Extract.
####################

Traffic jams and overcrowded buses cause chaos

Students crowded around Door 5 waiting for their buses to arrive. Buses all across FCPS have experienced delays and student-capacity issues due to a shortage of bus drivers. The overcrowding for buses also raises safety concerns due to the close proximity of students while facing a global pandemic.

Photo courtesy of Jennifer Ashmore Blazewick

Students crowded around Door 5 waiting for their buses to arrive. Buses all across FCPS have experienced delays and student-capacity issues due to a shortage of bus drivers. The overcrowding for buses also raises safety concerns due to the close proximity of students while facing a global pandemic.

Students finally returned to full in-person school after a year and a half online, but due to inconsistent transportation, many of them are having trouble just getting through the front door.

“My bus on the first day was about eight minutes late to my stop, and that made me 10 minutes late to my first class,” said junior Max Loughmiller. “And we didn’t get home until 3:45 [p.m.], which is about 18 minutes later than normal. Other than the first day, it hasn’t been too bad so far.”

In regards to county-provided transportation, the first day of school was not executed very well. Multiple buses were late in the morning, which in turn caused select students to arrive late to their first classes of the year. That afternoon, students were forced to wait outside in the blistering summer heat when the majority of buses failed to arrive on time. 

Now, afternoon wait times have generally improved in the weeks since, but that doesn’t mean everything is running smoothly.

####################

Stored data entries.
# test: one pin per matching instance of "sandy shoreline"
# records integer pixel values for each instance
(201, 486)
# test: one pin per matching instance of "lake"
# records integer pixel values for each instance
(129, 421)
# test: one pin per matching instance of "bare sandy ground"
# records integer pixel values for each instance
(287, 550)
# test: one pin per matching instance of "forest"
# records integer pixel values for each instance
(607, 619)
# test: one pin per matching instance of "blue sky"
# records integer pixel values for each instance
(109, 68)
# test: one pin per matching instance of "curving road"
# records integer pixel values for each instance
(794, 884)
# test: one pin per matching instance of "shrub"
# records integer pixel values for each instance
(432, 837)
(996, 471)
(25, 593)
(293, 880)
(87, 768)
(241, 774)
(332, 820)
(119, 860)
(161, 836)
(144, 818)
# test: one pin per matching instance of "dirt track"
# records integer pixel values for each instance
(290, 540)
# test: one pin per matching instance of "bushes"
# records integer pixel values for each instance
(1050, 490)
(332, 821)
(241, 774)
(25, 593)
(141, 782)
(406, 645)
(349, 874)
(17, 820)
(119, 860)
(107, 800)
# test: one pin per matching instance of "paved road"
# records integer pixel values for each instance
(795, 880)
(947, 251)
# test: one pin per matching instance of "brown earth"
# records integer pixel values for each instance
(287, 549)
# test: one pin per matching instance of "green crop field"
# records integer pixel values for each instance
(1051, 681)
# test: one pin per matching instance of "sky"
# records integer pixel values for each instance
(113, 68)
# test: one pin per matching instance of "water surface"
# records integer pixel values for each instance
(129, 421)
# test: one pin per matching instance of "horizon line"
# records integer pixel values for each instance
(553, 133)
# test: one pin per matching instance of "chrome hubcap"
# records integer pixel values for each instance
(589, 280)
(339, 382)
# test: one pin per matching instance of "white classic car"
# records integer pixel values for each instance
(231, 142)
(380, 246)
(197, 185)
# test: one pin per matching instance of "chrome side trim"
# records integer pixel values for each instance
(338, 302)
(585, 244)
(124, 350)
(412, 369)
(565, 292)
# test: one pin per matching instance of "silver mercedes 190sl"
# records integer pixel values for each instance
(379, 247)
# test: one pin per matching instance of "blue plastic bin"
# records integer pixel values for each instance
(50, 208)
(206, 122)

####################

About this task. Return, word for word, the portion of the article on bus delays starting at "In regards to" and ending at "is running smoothly.".

Solution to the exercise.
In regards to county-provided transportation, the first day of school was not executed very well. Multiple buses were late in the morning, which in turn caused select students to arrive late to their first classes of the year. That afternoon, students were forced to wait outside in the blistering summer heat when the majority of buses failed to arrive on time. 

Now, afternoon wait times have generally improved in the weeks since, but that doesn’t mean everything is running smoothly.